### REQUIREMENT
Return the listing exactly, please; no pictures.

### INPUT DATA
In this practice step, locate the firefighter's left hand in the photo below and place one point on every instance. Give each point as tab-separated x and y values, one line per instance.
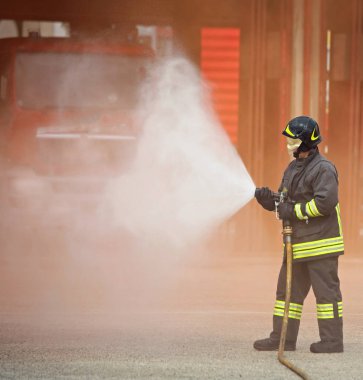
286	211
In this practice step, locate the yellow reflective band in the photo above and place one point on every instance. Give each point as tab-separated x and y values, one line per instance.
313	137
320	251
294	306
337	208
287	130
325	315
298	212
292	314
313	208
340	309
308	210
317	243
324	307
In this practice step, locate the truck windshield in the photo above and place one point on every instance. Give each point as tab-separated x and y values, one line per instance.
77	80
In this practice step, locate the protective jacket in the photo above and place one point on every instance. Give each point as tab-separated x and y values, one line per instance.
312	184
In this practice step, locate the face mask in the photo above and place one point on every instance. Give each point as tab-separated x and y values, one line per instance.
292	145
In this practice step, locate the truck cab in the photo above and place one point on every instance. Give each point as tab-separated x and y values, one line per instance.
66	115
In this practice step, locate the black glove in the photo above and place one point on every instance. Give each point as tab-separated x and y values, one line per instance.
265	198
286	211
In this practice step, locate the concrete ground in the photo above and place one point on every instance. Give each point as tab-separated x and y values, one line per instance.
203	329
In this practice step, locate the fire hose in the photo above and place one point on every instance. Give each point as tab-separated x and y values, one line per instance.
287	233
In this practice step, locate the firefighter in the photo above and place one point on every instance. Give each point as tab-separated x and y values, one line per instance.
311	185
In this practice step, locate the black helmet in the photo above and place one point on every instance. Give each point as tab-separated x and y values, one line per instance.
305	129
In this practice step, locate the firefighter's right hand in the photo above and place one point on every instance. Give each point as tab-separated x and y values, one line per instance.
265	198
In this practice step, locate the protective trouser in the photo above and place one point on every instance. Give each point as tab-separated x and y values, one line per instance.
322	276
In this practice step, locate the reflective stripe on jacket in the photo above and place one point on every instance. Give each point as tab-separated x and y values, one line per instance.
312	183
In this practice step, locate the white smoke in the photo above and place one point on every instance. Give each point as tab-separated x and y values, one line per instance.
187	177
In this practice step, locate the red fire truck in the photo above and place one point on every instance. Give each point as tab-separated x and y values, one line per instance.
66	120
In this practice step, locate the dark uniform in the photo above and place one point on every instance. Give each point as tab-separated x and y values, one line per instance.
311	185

### TASK SOLUTION
In this practice step, locate the firefighter's left hand in the photo below and place one point on every instance. Give each point as tab-separated x and y values, one line per instance.
286	211
In this practice step, locate the yellow reflective band in the photo above and place one point on every instance. Give each point as tab-separated x and y values, one line per instance.
313	137
320	251
294	306
337	208
287	130
325	315
298	212
292	314
313	208
340	309
308	210
317	243
324	307
In this practice step, locate the truck windshield in the photo above and place one point on every instance. Give each point as tab-separated x and y values, one line per instance.
77	80
In this practice step, locate the protective jacket in the photo above and place one point on every instance. Give each point as tab-separated x and y values, one line per instance.
312	184
In this practice step, locate the face mask in the photo above and place one point on every instance. Give each point as tab-separated x and y values, one line per instance.
292	145
In this practice step, locate the truck cab in the photo above and place one point on every instance. Give each point as tab-separated x and y values, one line per instance.
66	115
In this practice step, locate the black glove in the photo above and place one point on every instance. Give each point as tab-separated x and y values, one line per instance.
265	198
286	211
In this practice step, locate the concrete ground in the photo above and place one point on every instance. Give each point as tab-separated x and y values, one line per instance.
203	329
In this practice step, locate the fire hose in the photo above and place one point on every instance. Give each point as tab-separated x and y values, one line per instance.
287	233
In this practice step, locate the firefighter in the photo above and place one point on every instance. Give each point as tab-separated x and y values, one line per instance.
311	185
In this practice step, locate the black helmet in the photo above and place one point on every instance. Give each point as tab-separated x and y values, one line per instance.
305	129
In this practice step, locate the firefighter's right hand in the photo above and place one point on every instance. Give each point as tab-separated x and y values, one line per instance.
265	198
In this practice step, locate the protective trouser in the photo above and place one point on every instance. Give each point as tab-separated x and y values, one line per instance.
322	276
In this practice step, locate the reflective stripe on jacket in the photo above and place one point on every instance. Give each point as tab-separated x and y values, one line per instance.
312	183
In this practice step, locate the white smoke in the photo above and place one point on every instance. Give each point as tab-separated x and y values, one line per instance.
187	177
In this practice step, locate the red fire truck in the photo above and place one point on every instance. Give each point as tab-separated x and y values, one line per instance.
66	120
In this practice step, locate the dark uniform in the photo above and place one point on every instance. Give each point as tab-separated x and y values, one line per instance.
311	185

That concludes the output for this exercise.